Region pointing data
· · · · · · ·
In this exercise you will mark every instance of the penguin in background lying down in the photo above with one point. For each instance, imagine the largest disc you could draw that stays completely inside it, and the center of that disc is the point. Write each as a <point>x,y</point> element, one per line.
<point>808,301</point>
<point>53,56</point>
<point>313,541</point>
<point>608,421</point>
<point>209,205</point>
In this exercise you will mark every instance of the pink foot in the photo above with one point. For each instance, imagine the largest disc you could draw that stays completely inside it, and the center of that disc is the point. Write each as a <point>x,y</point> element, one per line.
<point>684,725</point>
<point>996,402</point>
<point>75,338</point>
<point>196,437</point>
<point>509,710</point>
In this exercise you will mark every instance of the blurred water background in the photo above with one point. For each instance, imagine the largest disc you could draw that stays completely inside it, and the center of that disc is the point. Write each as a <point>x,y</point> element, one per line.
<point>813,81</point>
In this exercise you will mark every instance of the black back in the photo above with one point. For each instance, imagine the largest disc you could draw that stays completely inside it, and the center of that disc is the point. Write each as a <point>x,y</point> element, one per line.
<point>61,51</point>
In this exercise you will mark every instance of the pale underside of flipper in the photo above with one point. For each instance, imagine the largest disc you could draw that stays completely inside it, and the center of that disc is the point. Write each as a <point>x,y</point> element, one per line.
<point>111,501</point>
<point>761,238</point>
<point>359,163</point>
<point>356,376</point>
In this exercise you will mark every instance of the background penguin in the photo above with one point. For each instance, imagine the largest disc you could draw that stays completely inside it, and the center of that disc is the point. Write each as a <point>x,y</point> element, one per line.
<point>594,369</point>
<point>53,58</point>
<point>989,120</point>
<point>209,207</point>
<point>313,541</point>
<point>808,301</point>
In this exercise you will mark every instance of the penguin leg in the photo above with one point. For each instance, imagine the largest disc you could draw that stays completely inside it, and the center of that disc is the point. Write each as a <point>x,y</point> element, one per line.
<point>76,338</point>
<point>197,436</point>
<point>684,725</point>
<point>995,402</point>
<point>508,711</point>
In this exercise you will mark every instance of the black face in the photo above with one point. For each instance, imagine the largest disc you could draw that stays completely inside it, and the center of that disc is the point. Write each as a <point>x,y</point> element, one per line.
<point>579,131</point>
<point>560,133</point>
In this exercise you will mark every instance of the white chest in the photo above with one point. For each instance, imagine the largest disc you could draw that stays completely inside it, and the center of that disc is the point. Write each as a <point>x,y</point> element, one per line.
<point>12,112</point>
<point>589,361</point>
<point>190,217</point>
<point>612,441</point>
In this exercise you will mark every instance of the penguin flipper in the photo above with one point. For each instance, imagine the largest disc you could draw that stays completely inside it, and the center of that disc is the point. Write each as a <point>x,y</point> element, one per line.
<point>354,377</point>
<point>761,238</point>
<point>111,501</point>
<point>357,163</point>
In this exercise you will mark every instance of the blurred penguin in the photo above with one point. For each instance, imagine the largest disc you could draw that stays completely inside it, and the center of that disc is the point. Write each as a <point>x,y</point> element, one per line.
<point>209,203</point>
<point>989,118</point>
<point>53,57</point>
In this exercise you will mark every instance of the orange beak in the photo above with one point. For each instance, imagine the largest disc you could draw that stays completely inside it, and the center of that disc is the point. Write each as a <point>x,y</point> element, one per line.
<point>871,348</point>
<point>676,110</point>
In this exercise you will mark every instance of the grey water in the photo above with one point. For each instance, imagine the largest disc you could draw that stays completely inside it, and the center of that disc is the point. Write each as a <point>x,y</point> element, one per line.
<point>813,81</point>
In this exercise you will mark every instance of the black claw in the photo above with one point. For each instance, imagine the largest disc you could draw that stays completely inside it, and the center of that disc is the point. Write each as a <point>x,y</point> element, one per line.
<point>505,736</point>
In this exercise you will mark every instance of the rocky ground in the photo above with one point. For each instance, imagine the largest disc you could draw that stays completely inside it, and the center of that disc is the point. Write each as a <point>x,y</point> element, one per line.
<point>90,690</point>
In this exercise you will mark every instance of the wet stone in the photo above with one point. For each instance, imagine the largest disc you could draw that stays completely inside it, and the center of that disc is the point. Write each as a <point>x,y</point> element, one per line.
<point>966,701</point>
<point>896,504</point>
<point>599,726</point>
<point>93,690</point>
· · · · · · ·
The problem: Exactly as written, transcribe every line shown above.

Response box:
In this exercise you will mark every instance of the penguin in background lying down in the photo above with one point. For each instance, imagine the largest disc you could draw that stays completely inside it, and the center of that disc is the point. Write each as a <point>x,y</point> element, one per line.
<point>808,301</point>
<point>53,56</point>
<point>313,541</point>
<point>608,421</point>
<point>209,205</point>
In this exercise you will mark every instance of the pink foot in the photo above with one point. For each instance, imagine the largest disc you could draw that stays completely inside it, and the center of that disc is the point. Write each as a <point>x,y</point> element, one per line.
<point>684,725</point>
<point>996,402</point>
<point>75,338</point>
<point>196,437</point>
<point>509,710</point>
In this exercise you will mark every instance of the blurred water background in the photo above with one point. For each instance, imagine the largest disc you could draw that stays completely inside it, and the center of that disc is the point. Write each as a <point>x,y</point> element, one per line.
<point>813,81</point>
In this exercise you will mark every instance of the black back in the photo above with one point. For each instance, imagine the largest disc you could draw that stays completely inside it, and the center of that disc is the point. Write each as a <point>x,y</point> element, one per line.
<point>61,51</point>
In this exercise you will mark every instance of the pale underside of flipper in the photo above with one point. For each instance, imagine the largest disc you could draw that stays completely inside it, and the center of that disc is the point. Write each as a <point>x,y</point> element, one per line.
<point>111,501</point>
<point>761,238</point>
<point>359,163</point>
<point>356,376</point>
In this exercise you will mark every instance of the background penguin in the photo above with one point. For each instance, imagine the largest disc you could draw that stays completely inside it, and the center of that disc is the point. Write each as a <point>x,y</point> element, one per line.
<point>594,369</point>
<point>53,58</point>
<point>989,120</point>
<point>209,207</point>
<point>313,541</point>
<point>808,301</point>
In this exercise you will mark every instance of the penguin leg in the photo above with one point. For each instance, imagine the largest disc you could draw that stays completely inside it, and the center of that disc is the point. Write each as a <point>x,y</point> element, one per line.
<point>76,338</point>
<point>197,436</point>
<point>684,725</point>
<point>995,402</point>
<point>508,711</point>
In this exercise you will mark every instance of the black face in the photo above with one point. For each instance, imagine the largest disc you could draw that stays completely inside it, and the center of that disc is the point. Write each as a <point>x,y</point> element, one per line.
<point>579,131</point>
<point>560,133</point>
In this exercise you will mark every instance of the white chest in the photo above with one point. For each instance, imagine the largest disc you could draw that stays completely inside it, and the center of that disc is the point. Write each as a <point>x,y</point> element, one per line.
<point>12,112</point>
<point>589,361</point>
<point>190,217</point>
<point>612,441</point>
In this exercise you will mark every instance of the penguin flipper in the photo above with one point. For each instance, imagine the largest disc you could draw that stays completely inside it, and the center of that disc is the point. Write each as a <point>x,y</point> element, one per line.
<point>354,377</point>
<point>761,238</point>
<point>111,501</point>
<point>357,163</point>
In this exercise you will mark every instance of the blurred penguin in the photo above with one point. For each instance, imagine the largest disc you could draw that stays completely inside it, and the center of that disc is the point. Write each as a <point>x,y</point> element, one per line.
<point>209,203</point>
<point>989,118</point>
<point>53,57</point>
In this exercise you will mark every instance of the orange beak in the photo above with one point. For each instance, imagine the largest disc you could draw that stays completely inside it, and the center of that disc is the point. Write each as a <point>x,y</point> element, one per line.
<point>871,348</point>
<point>676,110</point>
In this exercise you will mark every instance of the grey water in the photo above with one point. For each instance, imagine the largest disc you could draw that stays completely inside it, and the center of that disc is the point. Write each as a <point>x,y</point> element, one per line.
<point>813,81</point>
In this exercise you will mark every instance of the black claw in the photo above with one point. For each instance, imagine the largest disc you could draw that stays completely inside it, and the center of that disc is the point. Write each as a <point>x,y</point> element, one per line.
<point>505,736</point>
In this exercise you will mark every instance of the rocky ground in the photo above with one point. For each instance, imagine the largest disc you could draw that stays completely inside it, and the center of that disc is the point. Write each as a <point>x,y</point> element, one per line.
<point>90,690</point>
In this exercise you will mark every instance of the wet stone in the photo above with one point. For each instance, imagine the largest disc you could draw that stays completely inside it, and the center of that disc is the point. Write each as a <point>x,y</point> element, one per line.
<point>966,701</point>
<point>896,504</point>
<point>599,726</point>
<point>93,690</point>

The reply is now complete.